» **Exercise prompt**:
Once the pictures are set aside, reproduce the remaining data exactly.

» **Given information**:

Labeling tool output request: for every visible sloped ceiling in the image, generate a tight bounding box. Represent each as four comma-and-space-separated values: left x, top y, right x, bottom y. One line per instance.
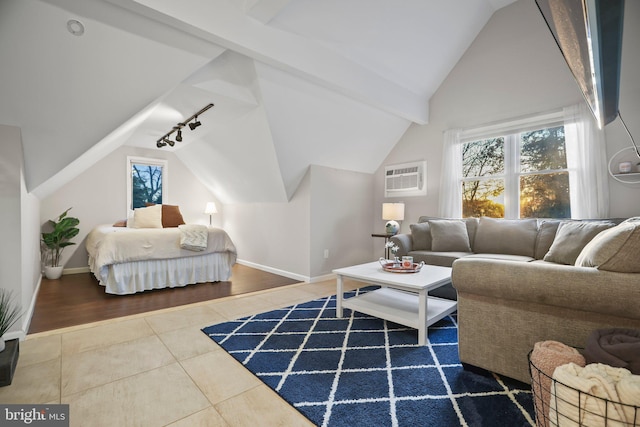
0, 0, 516, 203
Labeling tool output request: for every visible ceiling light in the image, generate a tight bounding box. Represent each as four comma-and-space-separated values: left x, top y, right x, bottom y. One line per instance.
67, 19, 85, 36
189, 117, 201, 130
154, 103, 214, 149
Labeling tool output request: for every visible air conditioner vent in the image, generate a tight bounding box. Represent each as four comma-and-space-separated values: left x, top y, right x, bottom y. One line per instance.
384, 161, 426, 197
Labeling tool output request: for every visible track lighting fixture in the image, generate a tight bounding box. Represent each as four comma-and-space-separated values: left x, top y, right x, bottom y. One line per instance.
155, 103, 214, 149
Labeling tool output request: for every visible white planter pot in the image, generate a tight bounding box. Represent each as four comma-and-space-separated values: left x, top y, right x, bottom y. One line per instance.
44, 266, 64, 280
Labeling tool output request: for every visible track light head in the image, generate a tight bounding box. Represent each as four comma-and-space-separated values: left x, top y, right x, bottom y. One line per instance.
164, 137, 175, 147
156, 140, 166, 148
175, 129, 182, 142
189, 117, 201, 130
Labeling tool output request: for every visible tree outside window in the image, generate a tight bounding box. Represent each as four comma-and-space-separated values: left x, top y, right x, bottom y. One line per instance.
462, 126, 570, 218
131, 163, 163, 208
127, 157, 168, 212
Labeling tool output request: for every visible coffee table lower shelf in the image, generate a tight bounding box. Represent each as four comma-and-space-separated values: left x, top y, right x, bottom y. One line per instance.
342, 287, 457, 343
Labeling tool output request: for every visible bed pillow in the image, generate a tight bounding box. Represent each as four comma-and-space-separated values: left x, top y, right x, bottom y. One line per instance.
575, 220, 640, 272
543, 221, 614, 265
428, 219, 472, 252
133, 205, 163, 228
161, 205, 185, 228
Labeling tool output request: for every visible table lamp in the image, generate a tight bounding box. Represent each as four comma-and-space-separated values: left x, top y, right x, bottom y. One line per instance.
382, 202, 404, 234
204, 202, 217, 225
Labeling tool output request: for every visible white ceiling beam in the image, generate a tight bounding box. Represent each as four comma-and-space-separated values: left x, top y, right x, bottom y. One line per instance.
106, 0, 429, 124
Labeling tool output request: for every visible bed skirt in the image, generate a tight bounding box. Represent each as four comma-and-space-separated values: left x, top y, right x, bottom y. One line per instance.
89, 252, 235, 295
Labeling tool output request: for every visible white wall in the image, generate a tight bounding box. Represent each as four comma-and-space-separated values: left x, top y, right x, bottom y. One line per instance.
310, 165, 374, 278
224, 164, 374, 281
40, 145, 222, 269
223, 170, 311, 280
0, 124, 39, 339
374, 0, 640, 231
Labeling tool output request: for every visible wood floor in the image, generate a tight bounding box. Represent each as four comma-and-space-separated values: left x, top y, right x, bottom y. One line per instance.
28, 264, 300, 334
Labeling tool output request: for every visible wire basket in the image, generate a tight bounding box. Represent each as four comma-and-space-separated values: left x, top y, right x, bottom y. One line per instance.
529, 352, 640, 426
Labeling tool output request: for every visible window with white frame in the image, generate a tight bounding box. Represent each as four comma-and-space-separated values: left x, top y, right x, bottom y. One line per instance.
462, 126, 570, 218
126, 156, 168, 213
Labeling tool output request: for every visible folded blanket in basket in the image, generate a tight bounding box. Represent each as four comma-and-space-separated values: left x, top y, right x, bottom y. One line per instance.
585, 328, 640, 375
178, 224, 208, 251
531, 341, 586, 427
617, 375, 640, 424
551, 363, 632, 427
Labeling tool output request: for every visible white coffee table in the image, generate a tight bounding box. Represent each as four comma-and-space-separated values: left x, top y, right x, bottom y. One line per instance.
333, 261, 456, 345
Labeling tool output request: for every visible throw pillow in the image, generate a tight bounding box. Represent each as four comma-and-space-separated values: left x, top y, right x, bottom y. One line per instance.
544, 221, 614, 265
410, 222, 432, 250
576, 221, 640, 272
161, 205, 185, 228
112, 219, 127, 227
473, 217, 538, 257
133, 204, 163, 228
428, 219, 472, 252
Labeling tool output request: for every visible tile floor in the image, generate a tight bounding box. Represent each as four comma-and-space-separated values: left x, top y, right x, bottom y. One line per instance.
1, 279, 360, 426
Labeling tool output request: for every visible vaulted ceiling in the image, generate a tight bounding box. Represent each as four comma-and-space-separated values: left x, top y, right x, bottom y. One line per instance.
0, 0, 516, 203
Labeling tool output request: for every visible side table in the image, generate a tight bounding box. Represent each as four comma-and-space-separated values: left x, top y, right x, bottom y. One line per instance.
371, 233, 396, 259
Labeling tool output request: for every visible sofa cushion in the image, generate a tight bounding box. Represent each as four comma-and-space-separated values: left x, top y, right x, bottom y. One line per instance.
473, 217, 538, 257
465, 253, 535, 262
534, 220, 561, 259
428, 219, 472, 252
410, 222, 432, 250
575, 219, 640, 272
544, 221, 615, 265
408, 250, 471, 268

» **Exercise result**:
Labeling tool output request: for every visible sloped ceiling in the image, generate a tight bounding box. Represent each as four comma-and-space-separated values: left x, top y, right x, bottom y. One line per instance.
0, 0, 516, 203
Labeling tool output request: for every visible ceiling light in the image, generate a tight bounding box. Represent each as four comma-and-space-separated values: left x, top y, right x, bottom y. One line per instance.
67, 19, 85, 36
189, 117, 201, 130
154, 103, 214, 149
Labeling tool output request: for every visible air conditioner vent in the image, generate a tight bounding box. Represent each as four comma-and-space-separated values: left x, top y, right x, bottom y. One line per instance.
384, 161, 426, 197
Labeling tool output request: for every visible track lighting fixture in the image, generate a tight bounding box. Represent each as four comma-and-space-separated values: left x, top y, right x, bottom y. One line per instance.
155, 103, 214, 149
Labeling tool output request: for every visible white planter pot in the image, generate a tight bounding box. Represent each as four comma-and-space-separated values: left x, top y, right x, bottom y. One line per instance.
44, 266, 64, 280
Labeling tool output request: for every visible track light head in the image, generate a tight bounding box. Represent each as four comma-and-space-separated values: left x, top y, right x, bottom y. One line per instance.
164, 137, 175, 147
156, 140, 166, 148
175, 129, 182, 142
189, 117, 201, 130
Labeling tool output request: for every visible tree outside window in the image, generate a tight bounding box. Represent each as four comma-and-space-separated values: left x, top y, right x, bottom y. One line per instance.
462, 126, 570, 218
131, 163, 163, 208
127, 157, 168, 212
Labeling tool output request: for every visible coffee table lower shelf in the image, generate a tight bounding box. Represent each as four comma-and-space-separated values: left x, top y, right x, bottom y. One line per instance.
342, 287, 457, 343
Labeling tool output request: for every visible bed pillow in the image, generate a tight bounding box. Represent each as four comma-and-space-separated values: left x, top y, right x, bottom y. One line per instance.
575, 220, 640, 272
543, 221, 614, 265
428, 219, 472, 252
133, 205, 163, 228
161, 205, 185, 228
Labeling tool output request: for every visible table lamp in the image, generate a tight bounding box. Represent each as four comma-and-space-separated values: left x, top y, right x, bottom y. One line per instance.
382, 202, 404, 234
204, 202, 217, 225
Labeling tool output request: for every visible white ceiling beam in the image, generate a tight bounding box. Represent each as four comma-and-space-separated values: left x, top y, right x, bottom y. One line per instance.
106, 0, 429, 124
Labeling tool output request: for every visible bed skirt in the image, generate a tight bounding box. Represent each as four comma-and-space-separated values: left x, top y, right x, bottom y. One line per instance.
89, 252, 235, 295
Labeling tool output request: for every visible white wall in the image, generate a tight bounding box. Represent each as four comma-and-space-separated values: left x, top y, right x, bottom y. One line per instance.
310, 165, 374, 278
224, 164, 374, 281
40, 145, 222, 269
223, 170, 311, 280
0, 124, 39, 339
374, 0, 640, 231
Labeling tool output request: for every visible wood floor in the image, generate a tight bounding box. Represent each as four comma-and-space-separated values: left x, top y, right x, bottom y. One line per instance.
28, 264, 300, 334
Labeling tool output request: for every visible wire basket in the image, generate a tight bounding box. Represent each as four comma-and-space-separated values: left x, top y, right x, bottom y. One line per instance.
529, 352, 640, 426
Labeling tool output request: for every visible window with white frame in the image, generate a tight bounding box. Represent each as four comma-and-space-separated values: left x, top y, right x, bottom y. One line per instance.
462, 126, 570, 218
126, 156, 168, 213
Labeling tool output request: for every visible folded blanket in basket in the image, generate a tight bounding box. Represent each as four comma-and-space-separated values: left x, top y, right x, bottom y. One line per instance.
585, 328, 640, 375
178, 224, 208, 251
531, 341, 586, 427
617, 375, 640, 424
551, 363, 632, 427
Labeling tool output request: for every visible white coffee table in the image, generate a tight bounding box. Represent each as four comma-and-space-separated values: left x, top y, right x, bottom y. One line per instance.
333, 261, 456, 345
Labeling tool output request: for every visible throw pillow in the image, generate a tight bounding box. Represent each as four comma-and-space-separated values: left x, top y, right x, bottom y. One line per instance.
544, 221, 614, 265
410, 222, 432, 250
576, 221, 640, 272
161, 205, 185, 228
112, 219, 127, 227
473, 217, 538, 257
133, 204, 163, 228
428, 219, 472, 252
Labeling tool output request: for every visible tile floor in the image, generate a tight bounding box. Represent each as four comma-and-space-separated values: left x, top y, right x, bottom y. One line per instance.
1, 279, 360, 426
Labeling tool output request: for every visible vaulted ceiling in the image, generate a tight bounding box. Represent each as four comma-and-space-separated values: left x, top y, right x, bottom y. One line per instance.
0, 0, 516, 203
Labeling tool output request: for every visible side table in the image, generate a tight bounding box. Represent each as four comma-and-space-separated values: left x, top y, right x, bottom y. One line per instance.
371, 233, 396, 259
Labeling tool output request: for every visible sofa cushion in the image, generate a tight bounding box. Represent each as four comma-and-space-separated values: left x, top y, right x, bottom y. One line per instance.
473, 217, 538, 257
465, 253, 535, 262
534, 220, 561, 259
428, 219, 472, 252
410, 222, 432, 250
575, 219, 640, 272
544, 221, 615, 265
408, 250, 471, 268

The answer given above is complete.